Read the records and gather each line that includes "instance".

* Provided data
= Beginning of Section =
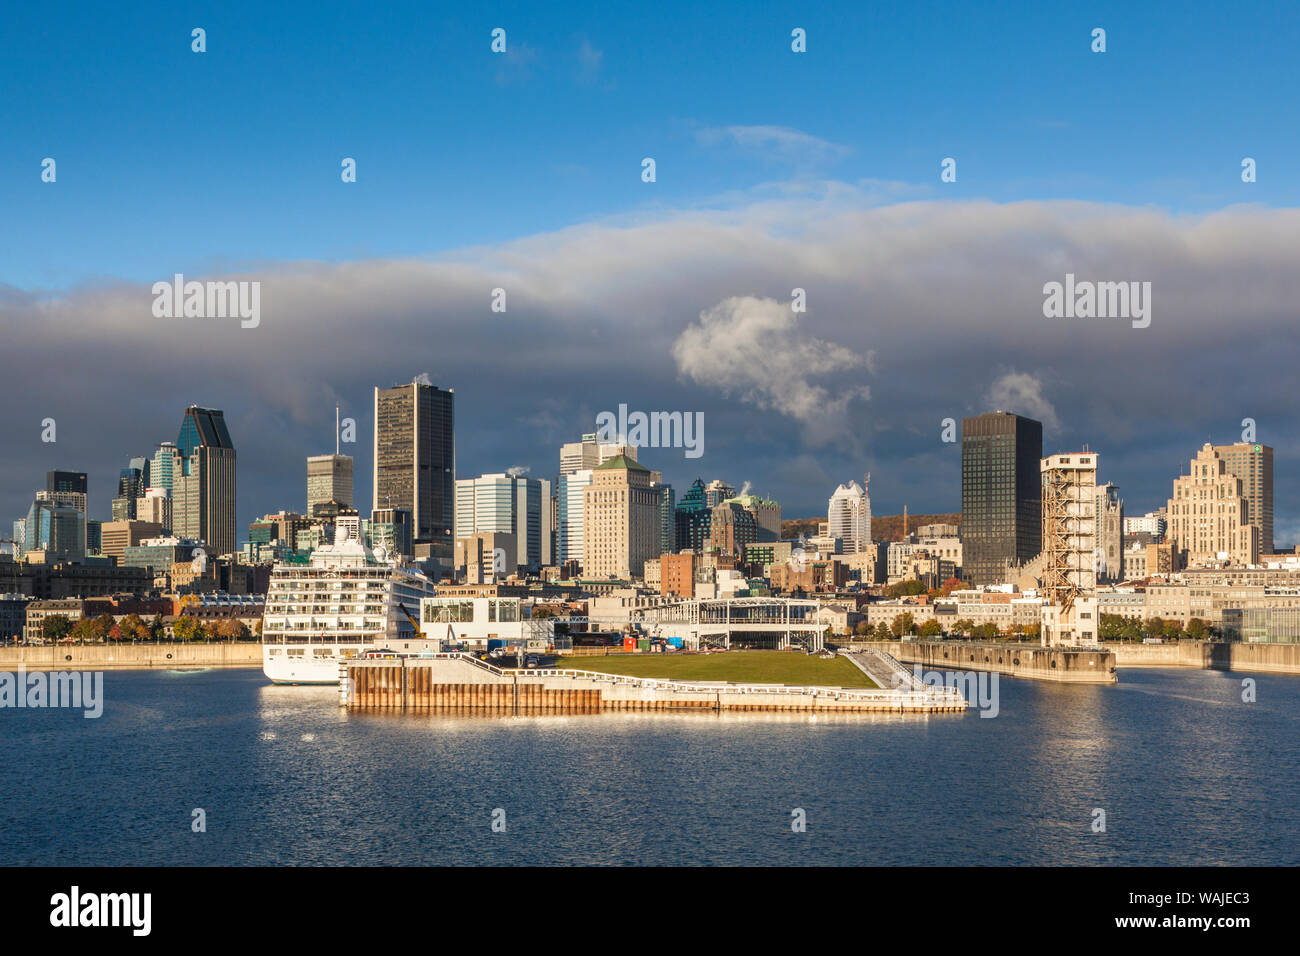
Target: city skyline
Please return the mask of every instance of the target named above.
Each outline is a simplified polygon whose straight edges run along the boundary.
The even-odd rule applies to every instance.
[[[380,386],[381,389],[382,389],[382,388],[396,388],[396,387],[399,387],[399,386],[397,386],[397,385],[394,385],[394,386]],[[452,389],[452,391],[454,391],[454,388]],[[372,387],[372,395],[373,395],[373,393],[374,393],[374,387]],[[198,407],[198,408],[200,408],[200,409],[203,409],[202,406],[194,406],[194,407]],[[191,409],[187,409],[187,410],[186,410],[187,414],[188,414],[190,411],[192,411],[194,407],[191,407]],[[214,409],[214,410],[215,410],[215,411],[223,411],[222,409]],[[372,413],[373,413],[373,399],[372,399],[372,409],[371,409],[371,411],[372,411]],[[1006,411],[1006,410],[1005,410],[1005,409],[999,409],[999,411]],[[978,417],[978,415],[988,415],[988,414],[990,414],[990,412],[977,413],[977,416],[976,416],[976,417]],[[346,425],[346,418],[347,418],[347,416],[344,416],[344,417],[342,418],[342,420],[343,420],[344,423],[345,423],[344,426],[343,426],[344,428],[347,428],[347,425]],[[228,420],[228,417],[227,417],[227,420]],[[363,421],[357,421],[357,422],[355,423],[355,427],[356,427],[356,435],[357,435],[357,441],[356,441],[355,443],[350,443],[350,444],[340,444],[340,445],[339,445],[341,451],[342,451],[343,454],[344,454],[344,457],[351,457],[351,458],[354,459],[354,461],[359,459],[359,460],[361,460],[362,462],[364,462],[364,461],[366,460],[366,457],[367,457],[367,456],[364,454],[364,450],[361,449],[361,448],[359,447],[359,446],[362,444],[362,441],[364,440],[364,439],[362,438],[362,432],[363,432],[364,427],[365,427],[366,424],[367,424],[367,423],[366,423],[366,422],[363,422]],[[372,421],[371,421],[370,424],[373,424],[373,419],[372,419]],[[961,432],[961,429],[960,429],[960,428],[959,428],[958,431],[957,431],[957,435],[958,435],[958,438],[960,438],[961,435],[962,435],[962,432]],[[574,436],[574,442],[576,442],[576,440],[577,440],[578,437],[580,437],[580,436]],[[456,441],[457,441],[457,448],[459,448],[459,432],[457,432],[457,439],[456,439]],[[471,472],[461,472],[461,471],[458,469],[457,472],[456,472],[456,479],[457,479],[458,481],[460,481],[460,480],[465,480],[465,479],[478,478],[478,477],[480,477],[480,476],[487,476],[487,475],[493,475],[493,474],[502,474],[502,473],[504,473],[504,472],[506,472],[506,471],[510,471],[510,472],[512,472],[512,473],[517,473],[517,474],[519,475],[519,477],[527,477],[527,478],[533,478],[533,479],[541,479],[541,480],[543,480],[543,481],[551,482],[551,488],[552,488],[552,491],[558,491],[558,487],[557,487],[557,485],[556,485],[556,483],[555,483],[555,478],[559,475],[560,467],[561,467],[561,466],[560,466],[560,456],[561,456],[561,447],[560,447],[560,446],[561,446],[561,445],[564,445],[564,444],[570,444],[570,443],[571,443],[571,442],[565,441],[565,442],[561,442],[561,443],[559,443],[559,444],[557,444],[557,445],[555,446],[555,448],[554,448],[554,455],[553,455],[553,457],[555,458],[554,472],[553,472],[553,474],[551,474],[550,476],[548,476],[548,475],[546,475],[546,474],[544,474],[544,473],[541,473],[541,472],[539,472],[539,471],[533,471],[533,470],[531,469],[531,466],[526,466],[526,465],[525,465],[525,466],[514,465],[514,466],[511,466],[511,468],[509,468],[509,469],[498,468],[498,469],[496,469],[495,471],[492,470],[492,469],[487,469],[487,468],[485,468],[485,469],[482,469],[482,470],[475,470],[475,471],[471,471]],[[1233,445],[1240,445],[1240,444],[1242,444],[1241,442],[1233,442],[1233,441],[1217,442],[1217,443],[1215,443],[1215,442],[1210,442],[1209,439],[1207,439],[1205,443],[1209,443],[1209,444],[1211,444],[1211,445],[1212,445],[1212,446],[1213,446],[1217,451],[1219,451],[1219,452],[1223,452],[1224,450],[1231,448],[1231,446],[1233,446]],[[1202,443],[1202,444],[1205,444],[1205,443]],[[163,442],[155,442],[154,444],[155,444],[155,445],[160,445],[160,444],[163,444]],[[166,442],[166,444],[170,445],[171,443],[170,443],[170,441],[168,441],[168,442]],[[241,442],[241,444],[242,444],[242,442]],[[373,448],[373,439],[369,440],[369,441],[367,442],[367,444],[368,444],[371,448]],[[955,442],[955,443],[951,443],[951,444],[953,444],[953,445],[958,449],[958,455],[960,456],[960,454],[961,454],[960,449],[961,449],[961,447],[962,447],[962,443],[961,443],[961,441],[957,441],[957,442]],[[1088,443],[1080,443],[1080,444],[1078,445],[1078,447],[1082,448],[1082,447],[1085,447],[1085,445],[1087,445],[1087,444],[1088,444]],[[1246,444],[1252,444],[1252,443],[1249,443],[1249,442],[1248,442],[1248,443],[1246,443]],[[1267,444],[1266,442],[1255,442],[1255,443],[1253,443],[1253,444],[1256,444],[1256,445],[1262,445],[1262,446],[1264,446],[1264,448],[1265,448],[1267,451],[1274,451],[1274,449],[1269,448],[1269,446],[1268,446],[1268,444]],[[610,447],[611,447],[611,448],[613,448],[613,447],[622,448],[623,446],[610,446]],[[1042,447],[1042,455],[1043,455],[1043,456],[1048,456],[1048,455],[1051,455],[1051,454],[1054,454],[1054,453],[1058,453],[1058,452],[1060,452],[1061,450],[1063,450],[1064,447],[1065,447],[1065,446],[1062,446],[1062,448],[1056,448],[1056,447],[1049,446],[1048,442],[1047,442],[1046,440],[1044,440],[1043,447]],[[353,454],[348,455],[347,453],[348,453],[349,450],[351,450],[351,451],[353,452]],[[640,447],[640,448],[634,448],[633,451],[637,452],[638,454],[644,454],[644,453],[646,453],[647,451],[649,451],[650,453],[652,453],[652,454],[656,454],[656,455],[667,455],[667,456],[669,456],[669,460],[671,460],[671,455],[672,455],[672,453],[673,453],[673,449],[647,449],[647,448],[645,448],[644,446],[642,446],[642,447]],[[1185,474],[1185,472],[1186,472],[1186,470],[1187,470],[1186,460],[1187,460],[1188,458],[1194,458],[1195,455],[1198,453],[1198,451],[1199,451],[1199,446],[1198,446],[1197,448],[1191,448],[1191,449],[1189,449],[1189,451],[1188,451],[1188,452],[1184,455],[1184,457],[1183,457],[1183,464],[1181,464],[1181,465],[1179,465],[1179,466],[1176,466],[1174,469],[1172,469],[1171,473],[1169,474],[1169,476],[1168,476],[1168,478],[1167,478],[1167,481],[1165,482],[1165,489],[1164,489],[1163,491],[1157,489],[1157,490],[1155,491],[1154,496],[1153,496],[1153,498],[1152,498],[1152,500],[1151,500],[1151,502],[1150,502],[1149,504],[1146,504],[1146,503],[1134,503],[1134,502],[1135,502],[1135,498],[1134,498],[1134,496],[1129,495],[1129,494],[1125,491],[1125,484],[1124,484],[1122,481],[1115,481],[1114,476],[1110,476],[1110,472],[1112,471],[1112,465],[1111,465],[1111,463],[1110,463],[1110,456],[1108,455],[1108,456],[1107,456],[1107,463],[1106,463],[1106,466],[1105,466],[1105,475],[1108,476],[1108,481],[1109,481],[1109,483],[1114,484],[1115,486],[1117,486],[1117,489],[1118,489],[1118,492],[1119,492],[1119,496],[1122,497],[1122,498],[1124,498],[1124,500],[1125,500],[1125,515],[1126,515],[1126,517],[1137,517],[1137,516],[1141,516],[1141,515],[1143,515],[1143,514],[1145,514],[1145,513],[1158,511],[1159,509],[1165,507],[1165,505],[1167,504],[1167,502],[1168,502],[1168,500],[1169,500],[1169,489],[1171,489],[1171,488],[1174,487],[1174,482],[1175,482],[1177,479],[1183,477],[1184,474]],[[456,457],[459,458],[459,455],[460,455],[459,450],[457,450],[455,454],[456,454]],[[299,497],[301,497],[303,483],[304,483],[304,481],[305,481],[305,480],[307,479],[307,477],[308,477],[308,459],[309,459],[309,458],[321,458],[321,457],[328,457],[328,456],[323,456],[323,455],[320,455],[320,454],[304,456],[304,457],[301,459],[301,461],[300,461],[302,474],[301,474],[300,476],[297,476],[297,478],[296,478],[296,479],[293,479],[292,481],[290,481],[289,479],[286,478],[285,481],[282,482],[282,483],[290,483],[290,484],[292,484],[292,483],[296,483],[296,484],[297,484],[297,494],[298,494]],[[373,459],[373,454],[372,454],[370,457]],[[1271,457],[1271,456],[1270,456],[1270,457]],[[1035,459],[1035,461],[1036,461],[1036,460],[1037,460],[1037,459]],[[664,483],[667,484],[667,485],[669,485],[669,486],[671,486],[671,487],[673,487],[673,488],[676,490],[676,497],[677,497],[678,501],[680,501],[681,494],[682,494],[685,490],[687,490],[687,489],[690,487],[691,483],[692,483],[693,481],[695,481],[696,479],[703,479],[705,482],[708,482],[708,481],[714,481],[714,480],[719,480],[719,479],[721,479],[721,480],[723,480],[723,481],[731,481],[731,483],[732,483],[733,485],[735,485],[737,488],[740,487],[742,484],[743,484],[743,485],[747,485],[747,486],[752,486],[752,488],[753,488],[757,493],[761,494],[762,496],[767,497],[767,498],[772,498],[772,499],[774,499],[774,500],[780,502],[781,507],[782,507],[782,514],[783,514],[783,517],[784,517],[785,519],[787,519],[787,520],[788,520],[788,519],[794,519],[794,518],[812,518],[812,517],[817,517],[817,516],[824,516],[825,513],[826,513],[826,504],[825,504],[825,502],[826,502],[826,498],[829,497],[830,492],[833,492],[833,491],[834,491],[834,488],[831,488],[831,489],[830,489],[830,492],[827,492],[826,495],[823,495],[823,496],[820,498],[820,502],[821,502],[821,503],[820,503],[820,505],[819,505],[819,504],[817,504],[817,500],[818,500],[818,499],[816,498],[818,492],[817,492],[816,489],[813,489],[812,492],[811,492],[811,497],[814,499],[814,503],[809,507],[809,509],[808,509],[807,511],[803,511],[803,510],[800,510],[800,509],[792,509],[792,508],[790,508],[790,507],[787,506],[786,502],[783,501],[782,498],[781,498],[779,495],[775,495],[775,494],[771,494],[771,493],[769,493],[769,492],[768,492],[768,491],[763,487],[761,480],[755,480],[754,478],[751,478],[751,477],[744,477],[744,478],[740,479],[739,481],[736,481],[736,480],[734,480],[734,479],[732,478],[732,476],[727,475],[727,474],[725,474],[725,473],[716,473],[716,474],[715,474],[714,472],[708,471],[707,469],[700,469],[700,470],[697,470],[697,471],[693,472],[694,477],[692,477],[692,478],[687,478],[687,477],[685,477],[686,475],[688,475],[688,474],[692,474],[692,472],[691,472],[690,469],[689,469],[689,465],[690,465],[690,464],[696,464],[696,463],[694,463],[694,462],[688,463],[688,467],[687,467],[685,470],[682,470],[682,471],[681,471],[679,474],[677,474],[676,476],[673,475],[673,473],[672,473],[672,469],[671,469],[671,468],[656,468],[656,467],[654,467],[654,463],[653,463],[653,462],[652,462],[650,465],[647,465],[647,467],[648,467],[648,468],[651,468],[651,469],[653,469],[653,470],[655,470],[655,471],[662,471],[662,472],[663,472],[663,474],[664,474]],[[249,467],[248,464],[247,464],[247,459],[246,459],[246,458],[242,458],[242,457],[241,457],[241,465],[242,465],[242,467],[240,468],[240,472],[239,472],[240,475],[241,475],[241,478],[240,478],[240,485],[241,485],[241,487],[243,487],[243,482],[244,482],[244,478],[242,477],[243,469]],[[364,515],[364,516],[367,516],[367,517],[368,517],[368,515],[369,515],[369,510],[367,510],[367,508],[365,508],[365,507],[360,507],[360,506],[361,506],[361,505],[364,505],[365,502],[367,502],[367,501],[369,501],[369,500],[371,499],[372,491],[371,491],[371,489],[368,487],[368,482],[367,482],[367,480],[366,480],[366,477],[372,474],[372,471],[373,471],[373,469],[372,469],[372,467],[371,467],[372,465],[373,465],[373,461],[371,461],[371,464],[370,464],[370,465],[367,465],[366,467],[358,467],[357,470],[356,470],[357,478],[356,478],[356,482],[355,482],[355,502],[354,502],[354,507],[358,507],[358,509],[363,513],[363,515]],[[517,469],[520,469],[521,467],[522,467],[524,470],[523,470],[523,471],[517,471]],[[67,468],[64,467],[64,466],[52,466],[51,468],[46,469],[46,472],[47,472],[47,473],[52,473],[52,472],[55,472],[55,471],[66,472],[66,471],[69,471],[69,469],[67,469]],[[90,470],[88,470],[88,469],[71,469],[71,472],[73,472],[73,473],[79,473],[79,472],[82,472],[82,471],[84,471],[84,472],[87,474],[87,487],[88,487],[88,489],[89,489],[89,491],[88,491],[88,495],[87,495],[88,500],[89,500],[89,509],[88,509],[89,513],[87,514],[86,517],[87,517],[88,519],[91,519],[91,520],[99,520],[99,521],[105,521],[105,522],[106,522],[106,521],[109,521],[109,520],[112,520],[112,516],[111,516],[112,497],[110,496],[110,497],[109,497],[109,498],[108,498],[108,499],[107,499],[107,500],[102,504],[102,506],[101,506],[99,509],[97,509],[97,508],[96,508],[96,504],[97,504],[97,502],[96,502],[95,491],[94,491],[94,489],[95,489],[95,487],[96,487],[96,485],[97,485],[96,476],[95,476],[94,472],[92,472],[92,471],[90,471]],[[117,481],[118,481],[118,479],[113,479],[112,482],[111,482],[112,487],[113,487],[113,489],[114,489],[114,493],[115,493],[115,490],[116,490],[116,487],[117,487]],[[1246,483],[1246,482],[1245,482],[1245,479],[1243,479],[1243,484],[1245,484],[1245,483]],[[1276,479],[1274,479],[1274,483],[1276,484]],[[33,492],[28,493],[28,495],[26,496],[26,498],[27,498],[27,504],[24,505],[21,509],[19,509],[19,511],[21,512],[21,514],[25,514],[25,513],[26,513],[27,508],[28,508],[28,507],[30,506],[30,504],[31,504],[31,497],[32,497],[32,494],[34,494],[35,490],[36,490],[36,489],[33,489]],[[805,489],[805,493],[807,493],[807,489]],[[912,504],[910,501],[904,502],[904,504],[907,504],[908,509],[909,509],[909,510],[911,511],[911,513],[913,513],[913,514],[947,514],[947,513],[956,513],[956,514],[960,514],[960,513],[962,512],[962,507],[961,507],[961,498],[962,498],[962,481],[961,481],[961,468],[960,468],[960,464],[958,465],[958,468],[957,468],[955,496],[956,496],[956,498],[957,498],[957,501],[955,502],[955,507],[924,507],[924,506],[922,506],[922,507],[917,507],[916,505]],[[453,497],[454,497],[454,496],[453,496]],[[877,499],[875,498],[874,488],[873,488],[873,496],[872,496],[872,500],[873,500],[873,502],[877,500]],[[1143,501],[1145,501],[1145,499],[1143,499]],[[1270,501],[1270,503],[1271,503],[1271,501]],[[249,526],[249,524],[251,524],[251,523],[253,523],[253,522],[259,520],[259,519],[262,518],[264,515],[275,514],[275,513],[280,512],[280,511],[297,512],[297,513],[300,513],[300,514],[303,514],[303,515],[306,515],[306,514],[307,514],[307,511],[306,511],[305,509],[300,509],[300,508],[297,506],[297,504],[295,504],[293,501],[289,501],[289,500],[285,500],[285,501],[279,501],[279,500],[272,501],[272,502],[270,502],[270,504],[268,504],[267,506],[263,507],[263,503],[261,503],[261,502],[259,502],[259,503],[255,503],[255,504],[251,504],[251,505],[250,505],[250,504],[245,500],[244,496],[241,495],[241,496],[239,497],[238,501],[237,501],[237,505],[238,505],[238,508],[239,508],[239,510],[238,510],[238,516],[239,516],[239,517],[238,517],[238,519],[237,519],[237,521],[236,521],[236,525],[235,525],[235,538],[236,538],[236,541],[237,541],[239,544],[242,544],[244,541],[247,540],[247,534],[248,534],[248,526]],[[1289,550],[1289,548],[1293,546],[1294,539],[1292,539],[1292,538],[1287,534],[1287,532],[1286,532],[1285,529],[1288,529],[1288,528],[1294,528],[1295,525],[1294,525],[1294,524],[1291,524],[1290,521],[1288,520],[1288,509],[1285,507],[1285,501],[1283,502],[1283,505],[1284,505],[1284,507],[1280,510],[1280,512],[1279,512],[1279,517],[1278,517],[1278,519],[1276,520],[1276,523],[1275,523],[1275,529],[1276,529],[1276,530],[1275,530],[1275,537],[1277,538],[1277,547],[1278,547],[1278,548],[1283,549],[1283,550]],[[880,508],[878,508],[878,507],[874,507],[874,506],[873,506],[873,510],[875,510],[877,514],[881,514],[881,515],[887,515],[887,514],[899,514],[899,513],[901,513],[901,511],[902,511],[902,506],[900,505],[900,506],[897,508],[897,510],[890,510],[889,508],[885,508],[885,509],[882,510],[882,509],[880,509]],[[98,511],[103,511],[103,512],[105,512],[105,514],[104,514],[104,515],[101,515],[101,514],[98,513]],[[21,514],[20,514],[19,512],[15,512],[15,517],[21,517]],[[244,517],[245,514],[249,515],[249,517],[247,517],[246,520],[245,520],[245,517]],[[457,519],[457,520],[459,520],[459,519]],[[6,526],[7,526],[7,523],[6,523]],[[558,530],[558,529],[555,529],[555,530]],[[0,537],[3,537],[3,536],[0,535]],[[1268,553],[1268,552],[1267,552],[1267,550],[1264,550],[1262,553]]]
[[[791,516],[867,471],[878,513],[957,510],[943,423],[996,408],[1042,421],[1045,451],[1104,450],[1102,480],[1150,510],[1251,419],[1278,450],[1279,542],[1300,540],[1300,184],[1276,122],[1297,25],[1275,6],[1100,4],[1104,54],[1091,19],[1030,6],[755,10],[739,29],[686,4],[574,23],[507,5],[500,55],[496,22],[425,6],[259,10],[255,31],[239,9],[213,13],[202,54],[147,5],[57,36],[13,15],[5,513],[30,504],[24,476],[73,467],[106,517],[123,464],[191,403],[239,436],[241,527],[301,506],[336,404],[364,502],[371,390],[425,373],[457,389],[461,474],[553,478],[602,412],[681,410],[707,423],[702,457],[650,467],[749,480]],[[342,38],[365,82],[320,56]],[[1014,69],[990,71],[993,50]],[[52,61],[82,68],[28,89]],[[254,80],[284,70],[304,85]],[[267,96],[288,98],[243,109]],[[232,110],[243,135],[216,150],[106,122]],[[155,314],[177,273],[259,282],[255,327]],[[1149,326],[1045,316],[1069,277],[1150,283]]]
= End of Section =
* Output
Please return the mask of every instance of the target named above.
The even-odd rule applies to every instance.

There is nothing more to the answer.